*TEXT:*
--------------------

Purchase opportunities such as Dos Patios, which is leased to companies with very good credit ratings, including Siemens Immobiliare, the energy provider Schlumberger, and Grupo Gigante, are rare however. Hot submarkets such as Polanco are dominated by domestic companies which, according to observers, do not normally sell their projects but hold them in their portfolio. “You must have very extensive market knowledge and an extremely good and broad network to find out about buying opportunities in top locations in good time,” says Peri. Union Investment entered the Mexican market in 2008 and has successfully made several purchases and sales since then. Additional investments are planned, mainly in the Mexican capital, says Peri: “We want to utilise the stable economic conditions in Mexico to invest an extra €250 to 300 million in the medium term.”
Hotel sector booming
Mexico’s booming hotel real estate sector is also increasingly drawing the attention of international investors. According to Alfonso de Gortari, Senior Vice President at JLL Hotels and Hospitality Group, domestic tourism and business travellers are creating greater demand for overnight options; in addition, the number of tourists from abroad is rising.
That arouses the interest of many international investors who are active in the leisure segment; as de Gortari reports, several international hotel chains are currently expanding their portfolios in Mexico – alongside brands such as Hilton Worldwide, Marriott, Hyatt and Accor, there are a growing number of hospitality companies from Asia and the Middle East as well. 50 new luxury hotels alone are currently in the works, says Savills expert Kutz Clever. “They are being built primarily in our most well-known beach resorts, such as the Riviera Maya on the Caribbean coastline of the Yucatan peninsula, or Los Cabos, on the southern tip of Mexico's Baja California peninsula. Additional hotel projects are planned in Mexico City and other major cities; and second-tier cities are also reporting demand for new business hotels.” Similar to the office segment, demand in the hotel segment will also increase over the mid- to long-term according to market observers. It is true that in 2015 economic growth fell short of expectations with a GDP increase of just 2.5 percent because the Mexican economy is in a difficult situation mostly due to the decline in the price of oil.
However, for 2016 economists are expecting a slight acceleration in growth to 2.6 percent and more than 3 percent for the following years – precisely as a result of strong domestic demand and not least due to the completion of the new international airport. This will be welcome news to real estate investors who have already cast a glance at Mexico.

--------------------

*DATA EXTRACT:*
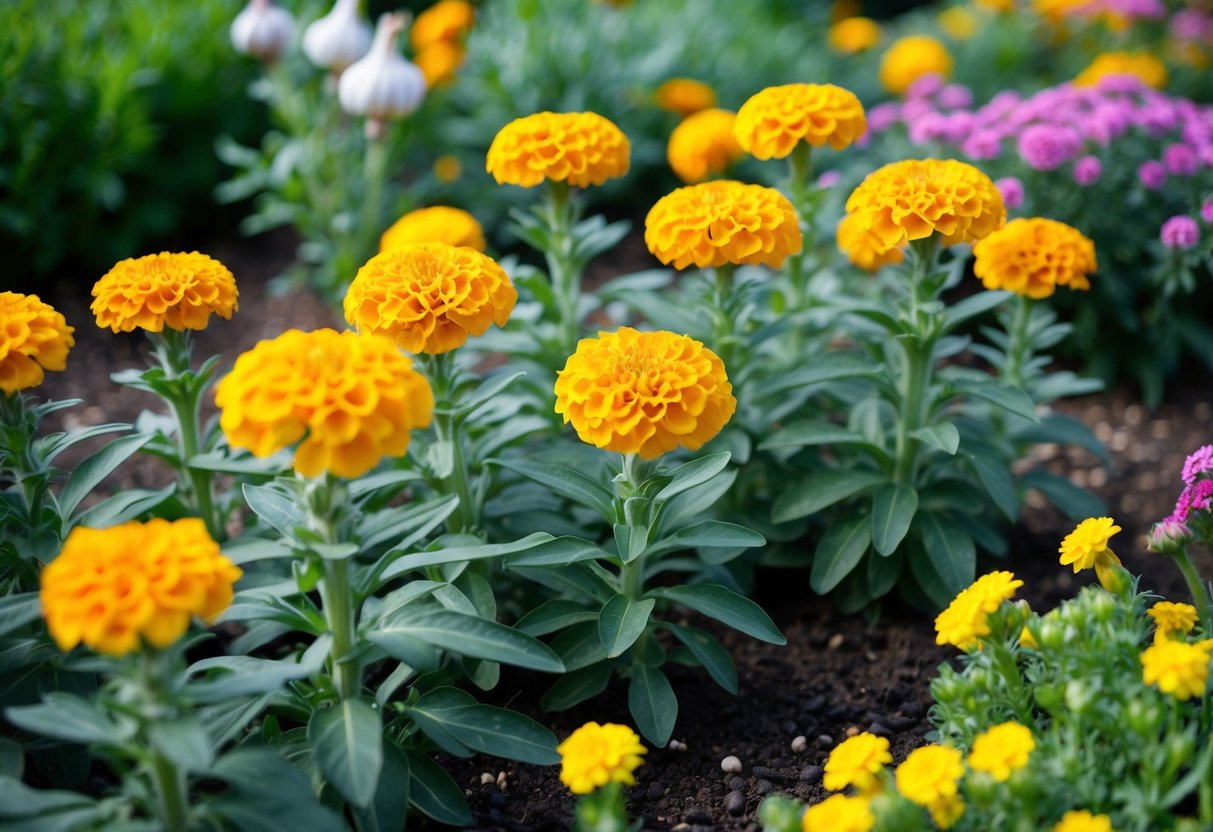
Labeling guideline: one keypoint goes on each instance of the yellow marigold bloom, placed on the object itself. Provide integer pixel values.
(110, 587)
(930, 774)
(964, 620)
(1034, 257)
(644, 392)
(1177, 667)
(774, 120)
(910, 58)
(1002, 750)
(1140, 64)
(1083, 821)
(430, 297)
(439, 223)
(33, 337)
(684, 96)
(176, 290)
(702, 144)
(723, 222)
(443, 22)
(863, 249)
(854, 34)
(598, 754)
(579, 148)
(840, 813)
(913, 199)
(351, 398)
(855, 762)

--------------------

*WHAT NEEDS TO BE DONE:* Reproduce word for word the passage of the text on Mexican real estate that opens with "Hotel sector booming" and closes with "abroad is rising.".

*RESPONSE TO THE TASK:*
Hotel sector booming
Mexico’s booming hotel real estate sector is also increasingly drawing the attention of international investors. According to Alfonso de Gortari, Senior Vice President at JLL Hotels and Hospitality Group, domestic tourism and business travellers are creating greater demand for overnight options; in addition, the number of tourists from abroad is rising.